• _Given data_:
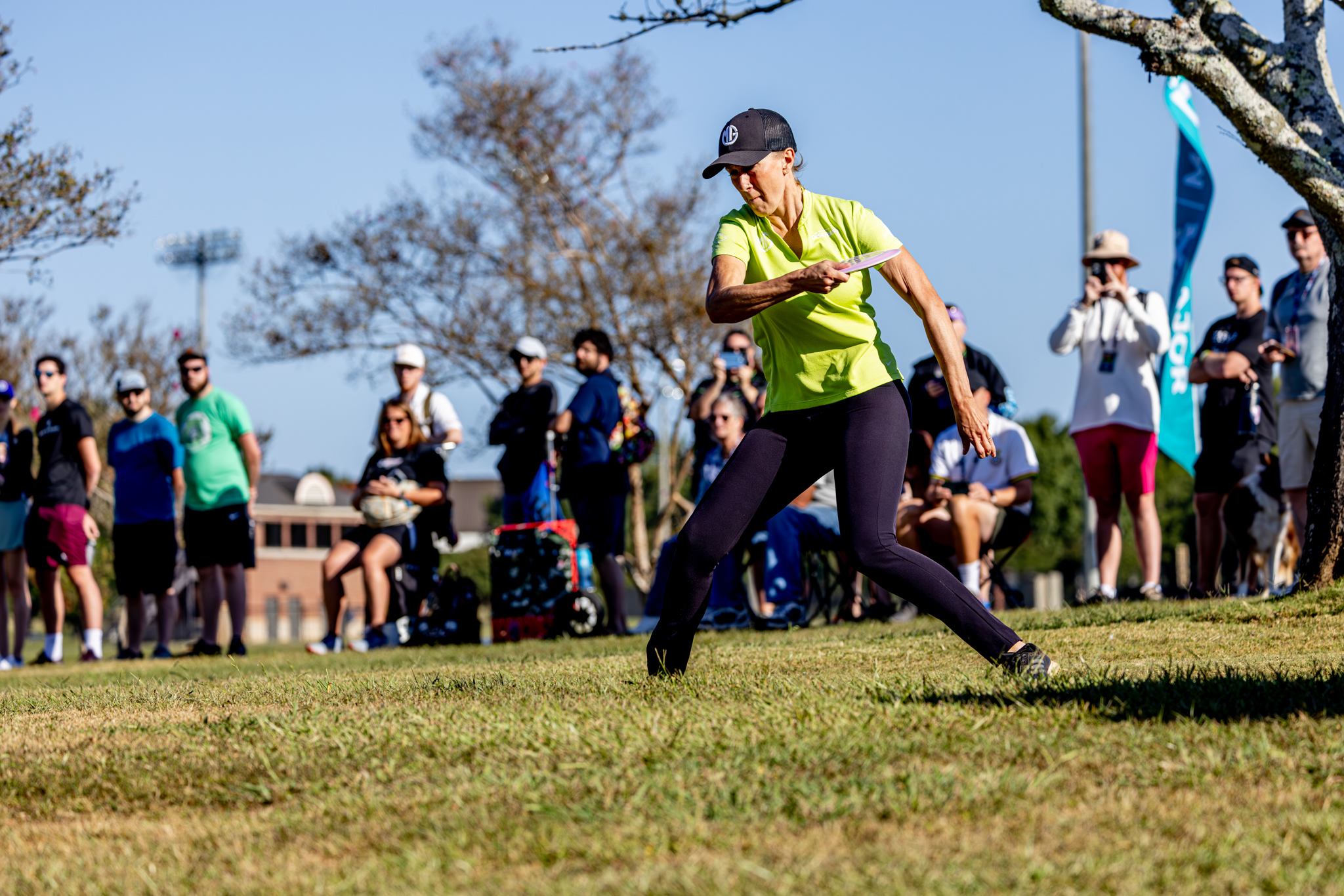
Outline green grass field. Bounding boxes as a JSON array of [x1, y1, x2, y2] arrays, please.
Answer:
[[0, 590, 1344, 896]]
==
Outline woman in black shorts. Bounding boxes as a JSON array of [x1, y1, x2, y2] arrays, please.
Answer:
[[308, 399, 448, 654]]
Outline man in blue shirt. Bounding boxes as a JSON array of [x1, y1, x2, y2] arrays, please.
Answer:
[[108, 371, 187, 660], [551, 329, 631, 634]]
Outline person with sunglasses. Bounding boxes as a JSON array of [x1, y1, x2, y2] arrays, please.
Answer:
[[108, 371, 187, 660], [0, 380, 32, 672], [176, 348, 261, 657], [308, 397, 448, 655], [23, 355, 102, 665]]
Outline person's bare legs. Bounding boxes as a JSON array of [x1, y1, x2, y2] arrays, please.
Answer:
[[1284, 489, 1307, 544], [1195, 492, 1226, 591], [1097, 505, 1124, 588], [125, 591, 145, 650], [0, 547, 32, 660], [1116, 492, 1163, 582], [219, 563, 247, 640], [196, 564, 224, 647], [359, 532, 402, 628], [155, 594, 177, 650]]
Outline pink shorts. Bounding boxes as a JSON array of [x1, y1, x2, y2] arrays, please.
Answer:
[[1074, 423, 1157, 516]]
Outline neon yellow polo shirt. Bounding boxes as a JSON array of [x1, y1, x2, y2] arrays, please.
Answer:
--
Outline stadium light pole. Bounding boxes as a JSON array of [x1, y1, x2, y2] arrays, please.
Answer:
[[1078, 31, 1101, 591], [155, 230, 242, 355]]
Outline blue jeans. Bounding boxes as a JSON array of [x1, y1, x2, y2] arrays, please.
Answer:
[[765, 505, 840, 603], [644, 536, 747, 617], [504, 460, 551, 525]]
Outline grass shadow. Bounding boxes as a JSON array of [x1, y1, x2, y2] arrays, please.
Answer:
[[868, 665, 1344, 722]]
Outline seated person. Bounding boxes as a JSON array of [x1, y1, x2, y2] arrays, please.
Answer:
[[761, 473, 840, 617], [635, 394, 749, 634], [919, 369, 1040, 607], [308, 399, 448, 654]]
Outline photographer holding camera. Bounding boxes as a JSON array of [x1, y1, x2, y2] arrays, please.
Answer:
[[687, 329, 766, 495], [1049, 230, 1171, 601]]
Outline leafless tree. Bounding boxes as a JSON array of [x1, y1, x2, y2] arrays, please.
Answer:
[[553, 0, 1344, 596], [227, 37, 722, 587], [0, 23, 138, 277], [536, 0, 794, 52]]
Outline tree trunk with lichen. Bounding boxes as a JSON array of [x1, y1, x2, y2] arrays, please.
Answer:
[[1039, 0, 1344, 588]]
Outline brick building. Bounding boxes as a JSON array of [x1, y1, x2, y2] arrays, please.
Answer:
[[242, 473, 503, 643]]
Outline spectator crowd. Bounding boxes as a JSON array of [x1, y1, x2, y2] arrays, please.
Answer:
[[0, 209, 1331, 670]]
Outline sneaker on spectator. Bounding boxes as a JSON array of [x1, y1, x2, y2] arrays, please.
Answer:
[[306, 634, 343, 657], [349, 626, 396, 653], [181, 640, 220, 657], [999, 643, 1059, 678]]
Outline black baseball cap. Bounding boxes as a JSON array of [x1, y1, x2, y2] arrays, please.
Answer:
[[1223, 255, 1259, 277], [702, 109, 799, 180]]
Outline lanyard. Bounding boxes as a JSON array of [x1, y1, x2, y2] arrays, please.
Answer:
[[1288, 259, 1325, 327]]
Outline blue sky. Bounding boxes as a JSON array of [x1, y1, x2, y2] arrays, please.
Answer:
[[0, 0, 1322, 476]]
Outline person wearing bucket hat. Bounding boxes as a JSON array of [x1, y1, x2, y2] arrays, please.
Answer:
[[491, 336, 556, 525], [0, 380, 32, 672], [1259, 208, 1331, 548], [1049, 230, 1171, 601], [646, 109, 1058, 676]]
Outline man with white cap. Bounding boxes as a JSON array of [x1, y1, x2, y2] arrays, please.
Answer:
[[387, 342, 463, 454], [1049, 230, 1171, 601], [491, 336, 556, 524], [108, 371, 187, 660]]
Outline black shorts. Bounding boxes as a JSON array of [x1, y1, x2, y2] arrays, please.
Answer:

• _Work to be completed_:
Swap "spectator" for "onlooker" in the lines between the one holding "Outline tree trunk" and the one holding "[[1223, 255, 1259, 277], [702, 109, 799, 180]]", inclusive. Give back only those lines, with everything else unchanged.

• _Complete answer_:
Outline tree trunk with lichen. Bounding boxes as a JSON array of [x1, y1, x2, y2] arrays, please.
Answer:
[[1039, 0, 1344, 588]]
Outline brick building. Bounding boxes as a JSON array of [x1, y1, x2, y2] arrays, please.
Answer:
[[242, 473, 503, 643]]
Outline onlooker crowd. Bounding boxes as a JSON array of [x1, y1, x2, y2] arrays, please.
Answer:
[[0, 209, 1331, 670]]
Outline sneaker on onlooker. Bounding boxes as a JSON array of [x1, y1, x2, y2] arrays, please.
Answer:
[[306, 634, 343, 657], [349, 626, 396, 653], [181, 640, 220, 657], [999, 643, 1059, 678]]
Outline black baseball cap. Bounding boxes as a JSON array of [x1, y1, x2, y2] arrays, please.
Answer:
[[1223, 255, 1259, 277], [702, 109, 799, 180]]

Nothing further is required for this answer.